» **About this task**
Go through the data below and copy each line where the word "lawn" occurs.

» **Supplied material**

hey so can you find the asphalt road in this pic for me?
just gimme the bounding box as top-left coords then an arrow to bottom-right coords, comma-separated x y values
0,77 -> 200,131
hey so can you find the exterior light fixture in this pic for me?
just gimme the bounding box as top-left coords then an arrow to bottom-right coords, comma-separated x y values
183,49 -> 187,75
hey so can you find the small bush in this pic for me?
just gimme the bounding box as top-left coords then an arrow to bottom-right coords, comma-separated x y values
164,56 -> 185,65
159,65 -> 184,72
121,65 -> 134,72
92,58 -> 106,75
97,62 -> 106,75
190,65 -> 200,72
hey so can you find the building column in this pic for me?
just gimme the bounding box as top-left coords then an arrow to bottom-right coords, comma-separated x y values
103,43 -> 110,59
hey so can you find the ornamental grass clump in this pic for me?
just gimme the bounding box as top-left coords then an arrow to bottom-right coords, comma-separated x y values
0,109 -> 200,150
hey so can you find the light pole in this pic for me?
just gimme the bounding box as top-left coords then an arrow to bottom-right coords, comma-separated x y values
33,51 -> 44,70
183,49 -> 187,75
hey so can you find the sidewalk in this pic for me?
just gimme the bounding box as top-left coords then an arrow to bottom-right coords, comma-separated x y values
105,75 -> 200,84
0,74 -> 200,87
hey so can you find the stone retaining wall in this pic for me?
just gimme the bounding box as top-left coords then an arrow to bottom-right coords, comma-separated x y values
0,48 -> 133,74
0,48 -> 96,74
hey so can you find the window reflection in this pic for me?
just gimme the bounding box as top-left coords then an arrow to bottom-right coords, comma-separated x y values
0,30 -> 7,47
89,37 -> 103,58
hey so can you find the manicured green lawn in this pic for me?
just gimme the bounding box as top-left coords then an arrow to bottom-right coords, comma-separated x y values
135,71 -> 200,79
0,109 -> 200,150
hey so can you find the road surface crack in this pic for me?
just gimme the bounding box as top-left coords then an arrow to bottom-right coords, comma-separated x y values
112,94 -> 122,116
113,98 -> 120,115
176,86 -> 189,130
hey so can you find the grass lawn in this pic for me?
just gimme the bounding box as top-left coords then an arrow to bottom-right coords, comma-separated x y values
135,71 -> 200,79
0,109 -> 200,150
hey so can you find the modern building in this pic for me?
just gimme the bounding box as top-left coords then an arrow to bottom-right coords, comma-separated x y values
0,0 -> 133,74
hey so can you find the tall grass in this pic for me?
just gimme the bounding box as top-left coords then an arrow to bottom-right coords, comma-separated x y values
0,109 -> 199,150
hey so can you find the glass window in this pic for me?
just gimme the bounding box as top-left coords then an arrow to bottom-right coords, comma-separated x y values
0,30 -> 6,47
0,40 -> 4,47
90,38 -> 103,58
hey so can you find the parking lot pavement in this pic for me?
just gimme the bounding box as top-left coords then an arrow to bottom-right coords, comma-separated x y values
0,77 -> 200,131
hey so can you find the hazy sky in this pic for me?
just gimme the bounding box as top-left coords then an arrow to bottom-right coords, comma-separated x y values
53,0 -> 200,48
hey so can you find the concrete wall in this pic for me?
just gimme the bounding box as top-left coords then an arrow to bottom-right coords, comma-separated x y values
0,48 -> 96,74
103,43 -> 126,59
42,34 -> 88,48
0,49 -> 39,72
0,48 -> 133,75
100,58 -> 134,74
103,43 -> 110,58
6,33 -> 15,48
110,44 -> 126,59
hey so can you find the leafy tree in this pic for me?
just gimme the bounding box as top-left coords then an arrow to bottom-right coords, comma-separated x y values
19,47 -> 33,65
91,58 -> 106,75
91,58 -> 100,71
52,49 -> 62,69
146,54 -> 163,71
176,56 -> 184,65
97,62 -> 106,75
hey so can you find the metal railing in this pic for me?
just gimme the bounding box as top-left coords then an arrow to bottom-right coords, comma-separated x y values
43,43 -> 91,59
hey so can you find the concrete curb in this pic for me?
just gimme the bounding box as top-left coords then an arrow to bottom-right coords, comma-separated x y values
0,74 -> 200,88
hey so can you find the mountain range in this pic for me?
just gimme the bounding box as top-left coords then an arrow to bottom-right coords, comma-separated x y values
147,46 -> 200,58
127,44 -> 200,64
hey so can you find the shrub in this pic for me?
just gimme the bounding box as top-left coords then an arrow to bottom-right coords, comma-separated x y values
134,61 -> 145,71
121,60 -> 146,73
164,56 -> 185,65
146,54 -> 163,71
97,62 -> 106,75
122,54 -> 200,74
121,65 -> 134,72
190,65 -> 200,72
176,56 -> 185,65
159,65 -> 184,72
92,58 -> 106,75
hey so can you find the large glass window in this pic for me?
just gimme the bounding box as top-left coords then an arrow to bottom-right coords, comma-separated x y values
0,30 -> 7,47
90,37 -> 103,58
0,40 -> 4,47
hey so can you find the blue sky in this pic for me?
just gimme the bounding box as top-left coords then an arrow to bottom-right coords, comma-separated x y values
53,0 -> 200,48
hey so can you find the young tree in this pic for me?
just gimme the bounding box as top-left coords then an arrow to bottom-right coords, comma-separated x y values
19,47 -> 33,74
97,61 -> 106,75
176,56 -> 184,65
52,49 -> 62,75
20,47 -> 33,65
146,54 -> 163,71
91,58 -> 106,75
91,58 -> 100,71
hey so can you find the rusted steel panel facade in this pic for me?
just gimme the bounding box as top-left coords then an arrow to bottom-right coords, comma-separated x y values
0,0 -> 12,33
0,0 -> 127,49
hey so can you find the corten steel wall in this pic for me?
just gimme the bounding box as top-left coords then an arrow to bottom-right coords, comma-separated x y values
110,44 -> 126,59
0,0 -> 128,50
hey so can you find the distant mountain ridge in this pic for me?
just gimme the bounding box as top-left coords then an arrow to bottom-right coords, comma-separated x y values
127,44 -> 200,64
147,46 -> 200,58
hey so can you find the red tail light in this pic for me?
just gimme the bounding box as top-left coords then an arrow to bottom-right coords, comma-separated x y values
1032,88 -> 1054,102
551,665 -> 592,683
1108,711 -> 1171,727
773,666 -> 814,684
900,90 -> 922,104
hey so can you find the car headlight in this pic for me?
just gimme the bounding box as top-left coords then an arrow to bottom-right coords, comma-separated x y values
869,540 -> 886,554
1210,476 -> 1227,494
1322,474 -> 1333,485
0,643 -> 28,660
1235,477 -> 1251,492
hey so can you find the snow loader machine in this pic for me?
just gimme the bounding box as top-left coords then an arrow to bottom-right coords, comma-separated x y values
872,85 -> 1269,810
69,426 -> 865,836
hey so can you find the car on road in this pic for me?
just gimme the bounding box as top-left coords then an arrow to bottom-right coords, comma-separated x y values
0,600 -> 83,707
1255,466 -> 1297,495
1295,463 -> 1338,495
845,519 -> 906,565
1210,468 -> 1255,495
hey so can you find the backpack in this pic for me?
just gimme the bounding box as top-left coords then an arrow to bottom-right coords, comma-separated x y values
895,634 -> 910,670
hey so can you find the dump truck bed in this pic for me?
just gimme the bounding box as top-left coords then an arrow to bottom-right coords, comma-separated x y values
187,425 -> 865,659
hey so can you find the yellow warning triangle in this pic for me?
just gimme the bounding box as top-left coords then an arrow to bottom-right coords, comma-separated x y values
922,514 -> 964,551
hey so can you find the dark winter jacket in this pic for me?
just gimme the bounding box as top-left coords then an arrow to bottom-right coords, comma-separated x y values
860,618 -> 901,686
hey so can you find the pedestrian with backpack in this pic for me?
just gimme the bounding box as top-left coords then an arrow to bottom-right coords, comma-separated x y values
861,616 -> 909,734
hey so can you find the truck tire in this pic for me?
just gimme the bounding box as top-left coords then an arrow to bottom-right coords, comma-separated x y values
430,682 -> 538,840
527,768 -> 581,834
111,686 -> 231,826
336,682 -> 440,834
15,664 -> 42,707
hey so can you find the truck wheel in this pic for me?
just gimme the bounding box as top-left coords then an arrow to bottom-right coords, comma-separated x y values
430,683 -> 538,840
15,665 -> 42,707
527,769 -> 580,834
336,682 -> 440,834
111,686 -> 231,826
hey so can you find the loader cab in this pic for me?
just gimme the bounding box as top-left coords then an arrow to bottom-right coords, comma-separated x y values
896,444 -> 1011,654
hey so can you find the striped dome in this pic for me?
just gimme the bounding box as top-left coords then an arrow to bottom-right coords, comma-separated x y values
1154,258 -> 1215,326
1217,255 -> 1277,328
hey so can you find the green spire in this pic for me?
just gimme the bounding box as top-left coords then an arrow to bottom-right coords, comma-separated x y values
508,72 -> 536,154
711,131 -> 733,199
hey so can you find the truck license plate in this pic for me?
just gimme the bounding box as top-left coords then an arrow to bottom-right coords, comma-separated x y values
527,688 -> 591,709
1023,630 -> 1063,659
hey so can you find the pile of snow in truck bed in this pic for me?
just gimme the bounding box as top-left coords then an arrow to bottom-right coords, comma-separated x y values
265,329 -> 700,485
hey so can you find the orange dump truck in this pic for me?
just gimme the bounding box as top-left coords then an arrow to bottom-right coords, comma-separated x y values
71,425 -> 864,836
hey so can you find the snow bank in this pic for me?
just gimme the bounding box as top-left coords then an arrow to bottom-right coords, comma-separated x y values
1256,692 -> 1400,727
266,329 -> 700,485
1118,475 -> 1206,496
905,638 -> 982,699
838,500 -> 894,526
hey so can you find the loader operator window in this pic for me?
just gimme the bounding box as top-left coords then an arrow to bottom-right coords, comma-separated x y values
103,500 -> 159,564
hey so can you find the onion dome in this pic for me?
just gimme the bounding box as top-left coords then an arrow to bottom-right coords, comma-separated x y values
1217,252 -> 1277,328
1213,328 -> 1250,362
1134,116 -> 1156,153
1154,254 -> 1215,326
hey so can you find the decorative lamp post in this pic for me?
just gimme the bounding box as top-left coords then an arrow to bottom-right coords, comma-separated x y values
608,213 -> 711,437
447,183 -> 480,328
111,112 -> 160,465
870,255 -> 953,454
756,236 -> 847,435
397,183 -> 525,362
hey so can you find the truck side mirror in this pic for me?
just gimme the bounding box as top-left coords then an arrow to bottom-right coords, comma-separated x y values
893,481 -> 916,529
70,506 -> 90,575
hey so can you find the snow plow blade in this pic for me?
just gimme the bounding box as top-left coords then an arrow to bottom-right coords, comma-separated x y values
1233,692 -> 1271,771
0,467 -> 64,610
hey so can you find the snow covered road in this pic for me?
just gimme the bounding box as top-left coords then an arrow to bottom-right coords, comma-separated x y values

» **Written solution**
hey so can you find the manicured green lawn in this pic for me?
hey so can you find the grass lawn in this pic for me?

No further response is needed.